▶ SET PROBLEM
Copy every record below exactly.

▶ INPUT DATA
● ● ● ● ●
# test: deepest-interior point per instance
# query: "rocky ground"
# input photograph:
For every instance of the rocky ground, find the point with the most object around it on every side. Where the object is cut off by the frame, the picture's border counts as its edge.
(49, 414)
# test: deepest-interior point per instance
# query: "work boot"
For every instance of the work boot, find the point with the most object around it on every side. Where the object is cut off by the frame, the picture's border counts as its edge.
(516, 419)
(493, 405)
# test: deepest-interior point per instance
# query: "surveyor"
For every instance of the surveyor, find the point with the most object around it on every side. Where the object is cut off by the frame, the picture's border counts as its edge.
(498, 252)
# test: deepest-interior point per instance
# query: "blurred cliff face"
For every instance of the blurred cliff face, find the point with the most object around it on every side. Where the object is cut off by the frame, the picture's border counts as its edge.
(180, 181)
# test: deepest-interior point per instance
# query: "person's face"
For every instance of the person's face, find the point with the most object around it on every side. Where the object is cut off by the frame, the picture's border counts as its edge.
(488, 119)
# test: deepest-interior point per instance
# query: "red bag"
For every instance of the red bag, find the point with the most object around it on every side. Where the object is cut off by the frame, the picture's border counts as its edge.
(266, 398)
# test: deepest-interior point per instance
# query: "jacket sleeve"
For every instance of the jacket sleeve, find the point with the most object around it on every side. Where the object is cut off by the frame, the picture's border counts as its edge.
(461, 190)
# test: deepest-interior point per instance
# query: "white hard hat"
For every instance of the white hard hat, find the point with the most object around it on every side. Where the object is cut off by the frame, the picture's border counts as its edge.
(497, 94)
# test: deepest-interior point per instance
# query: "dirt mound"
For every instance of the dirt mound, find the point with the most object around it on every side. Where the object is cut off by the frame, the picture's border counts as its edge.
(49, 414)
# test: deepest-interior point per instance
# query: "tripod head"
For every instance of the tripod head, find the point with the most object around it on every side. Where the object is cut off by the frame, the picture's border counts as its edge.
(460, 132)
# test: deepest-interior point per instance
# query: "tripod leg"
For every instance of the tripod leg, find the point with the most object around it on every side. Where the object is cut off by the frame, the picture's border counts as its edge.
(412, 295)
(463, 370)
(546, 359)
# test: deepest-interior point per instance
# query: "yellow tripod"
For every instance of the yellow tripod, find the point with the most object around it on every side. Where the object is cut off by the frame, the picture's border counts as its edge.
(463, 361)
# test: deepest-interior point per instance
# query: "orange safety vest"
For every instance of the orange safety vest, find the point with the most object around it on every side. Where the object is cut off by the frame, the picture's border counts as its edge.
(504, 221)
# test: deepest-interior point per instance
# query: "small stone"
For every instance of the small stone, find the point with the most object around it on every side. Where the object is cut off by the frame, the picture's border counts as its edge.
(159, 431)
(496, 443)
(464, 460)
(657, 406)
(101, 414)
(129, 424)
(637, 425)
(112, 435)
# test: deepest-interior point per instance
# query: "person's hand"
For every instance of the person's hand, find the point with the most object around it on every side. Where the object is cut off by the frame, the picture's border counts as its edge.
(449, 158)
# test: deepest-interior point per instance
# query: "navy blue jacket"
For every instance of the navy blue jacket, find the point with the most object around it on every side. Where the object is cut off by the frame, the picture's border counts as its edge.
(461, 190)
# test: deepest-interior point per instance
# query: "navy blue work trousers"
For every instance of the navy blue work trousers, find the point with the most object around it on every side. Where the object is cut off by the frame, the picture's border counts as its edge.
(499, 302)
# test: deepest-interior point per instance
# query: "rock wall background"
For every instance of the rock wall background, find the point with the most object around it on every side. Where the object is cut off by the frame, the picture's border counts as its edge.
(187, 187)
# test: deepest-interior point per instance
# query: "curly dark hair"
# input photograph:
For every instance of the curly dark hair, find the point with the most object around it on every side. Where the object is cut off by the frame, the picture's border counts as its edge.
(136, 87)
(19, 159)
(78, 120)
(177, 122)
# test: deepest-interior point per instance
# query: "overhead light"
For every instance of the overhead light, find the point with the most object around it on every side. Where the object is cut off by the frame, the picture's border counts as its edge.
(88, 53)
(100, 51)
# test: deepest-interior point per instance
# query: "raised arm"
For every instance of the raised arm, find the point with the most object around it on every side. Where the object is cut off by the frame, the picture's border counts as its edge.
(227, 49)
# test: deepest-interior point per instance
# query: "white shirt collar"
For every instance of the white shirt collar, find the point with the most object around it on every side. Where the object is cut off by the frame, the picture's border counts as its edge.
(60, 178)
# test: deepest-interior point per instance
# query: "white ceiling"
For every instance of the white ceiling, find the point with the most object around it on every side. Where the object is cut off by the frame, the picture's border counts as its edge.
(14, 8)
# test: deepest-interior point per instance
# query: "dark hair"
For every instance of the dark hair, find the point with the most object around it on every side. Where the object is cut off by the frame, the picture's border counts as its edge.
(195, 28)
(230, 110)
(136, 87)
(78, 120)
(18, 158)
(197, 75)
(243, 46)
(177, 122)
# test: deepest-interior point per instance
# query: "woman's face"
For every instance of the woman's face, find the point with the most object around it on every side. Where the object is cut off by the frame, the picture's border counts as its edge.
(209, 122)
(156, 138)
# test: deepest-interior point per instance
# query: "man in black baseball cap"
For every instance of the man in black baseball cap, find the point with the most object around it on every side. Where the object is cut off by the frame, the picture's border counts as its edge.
● ● ● ● ●
▶ ANSWER FOR THE TASK
# test: deepest-interior point per instance
# query: "rocky ground"
# input photograph:
For every instance of the rocky ground, find the point with the most object around it on every side. Where the object is cut off by the frame, the picture's border counts as its edge.
(49, 414)
# test: deepest-interior point per instance
# query: "work boot"
For every instance of the work boot, find the point with the most object around it on every side. Where the object is cut off by the frame, the picture's border counts as its edge.
(516, 419)
(493, 405)
# test: deepest-interior point per instance
# query: "surveyor"
For every instance of the surveyor, find the point with the most object around it on every side. Where the object is cut off by the frame, the picture's border counts as its edge.
(498, 252)
# test: deepest-interior point per instance
# query: "blurred cliff face"
For every instance of the blurred cliff face, find the point with the most object around it on every side. Where the object is cut off by the frame, the picture's border counts as its edge.
(180, 181)
# test: deepest-interior point per instance
# query: "person's face"
For every instance of the person's face, find the point with the most object around it on every side. Where the object is cut off by the frame, the picture's border counts as its edge.
(488, 119)
# test: deepest-interior point per instance
# query: "red bag"
For every instance of the red bag, find the point with the most object around it on every side. Where the object is cut off by the frame, the picture's border counts as its edge.
(266, 398)
# test: deepest-interior point per instance
# query: "jacket sleeve"
For every instance of the jacket sleeve, find the point with the most object around it on every side. Where the object is cut off by the frame, the picture's border counts as its edge.
(461, 190)
# test: deepest-interior point per instance
# query: "white hard hat"
For every instance of the white hard hat, find the point with the most object around it on every side. Where the object is cut off by the frame, the picture's border counts as its edge.
(497, 94)
# test: deepest-interior point per instance
# query: "dirt mound"
For every instance of the dirt mound, find the point with the most object around it on every side. Where the object is cut off by the frame, the picture's border counts as its edge.
(49, 414)
# test: deepest-interior point per instance
# query: "tripod head"
For every instance of the tripod head, find the point with the most object around it on every side. Where the object is cut off by the frame, the picture's border counts as its edge.
(460, 132)
# test: deepest-interior point per instance
# query: "tripod leg"
For every instance of the tripod leg, find the point with the most object around it on every side. Where the object is cut off by the frame, the picture's border counts as its edge.
(412, 295)
(463, 370)
(546, 359)
# test: deepest-interior point per instance
# query: "yellow tripod"
For every instance of the yellow tripod, find the point with the most object around it on every side. Where the object is cut off by the frame, the picture's border counts as its edge.
(463, 361)
# test: deepest-interior point per instance
# query: "orange safety vest"
For every instance of the orange safety vest, find the point with the most object around it on every side. Where the object is cut off by the frame, the picture's border counts as its edge.
(504, 221)
# test: deepest-interior point per instance
# query: "small stone"
For every instance of the small stone, find the point with the most object around it on every side. Where the object is cut off by the frame, the picture's border counts as its edge.
(159, 431)
(496, 443)
(464, 460)
(657, 406)
(101, 414)
(129, 424)
(637, 425)
(112, 435)
# test: deepest-interior point per instance
# query: "person's hand"
For every instance of the person's hand, find the point with the most object around it on every side. Where the object is cut off by the frame, the picture's border counts as its edge.
(449, 158)
# test: deepest-interior point per instance
# query: "navy blue jacket"
For every instance of the navy blue jacket, find the point with the most object around it on every side. Where the object is cut off by the frame, the picture's border counts as its edge.
(461, 190)
# test: deepest-interior point per instance
# query: "navy blue work trousers"
For every instance of the navy blue work trousers, find the point with the most object around it on every side. Where the object is cut off by the frame, the picture's border counts as its edge.
(499, 302)
# test: deepest-interior point per instance
# query: "rock wall background"
For every instance of the rock wall background, find the point with the most object around it on every side. Where the object is cut off by the frame, the picture's border counts as its edge.
(187, 187)
# test: deepest-interior point per instance
# query: "curly dark hair"
# input photograph:
For every instance of the curly dark hair, find the point with the most object around it on every side. Where the object is cut off by the frame, the picture's border counts as its edge.
(136, 87)
(19, 159)
(78, 120)
(177, 122)
# test: deepest-interior point per instance
# query: "overhead light"
For every instance of the overhead light, find the point with the most object around it on every side. Where the object is cut off by the frame, the picture's border counts as its edge.
(88, 53)
(100, 51)
# test: deepest-interior point per instance
# query: "raised arm"
For every instance of the raised arm, find the point with the most object around it on every side. Where the object is cut off by the frame, the picture's border counts as its edge.
(227, 49)
# test: deepest-interior point per instance
# query: "white shirt collar"
For every instance of the white shirt collar, find the point with the most object around it on every side. Where the object is cut off by the frame, the picture's border counts as its edge.
(60, 178)
# test: deepest-interior point per instance
# query: "white ceiling"
For every instance of the white ceiling, find the point with the most object around it on every side. Where the object is cut off by the frame, the picture's border counts as its edge.
(14, 8)
# test: deepest-interior point per instance
# query: "dark hair"
For every instance of the dark hair, find the point with the most object around it on every side. Where the object is cut off by the frame, the picture's border counts as its edge.
(195, 28)
(230, 110)
(136, 87)
(78, 120)
(18, 158)
(197, 75)
(243, 46)
(177, 122)
# test: deepest-interior point per instance
# query: "woman's face"
For every instance of the woman's face, find the point with the most object around it on every side. Where the object is cut off by the frame, the picture's border counts as its edge.
(209, 122)
(156, 138)
# test: deepest-interior point per instance
# query: "man in black baseball cap"
For every instance of the man in black baseball cap, find the point with the most object around it on every side. Where the object is cut off by the frame, the picture's border counts as its edge.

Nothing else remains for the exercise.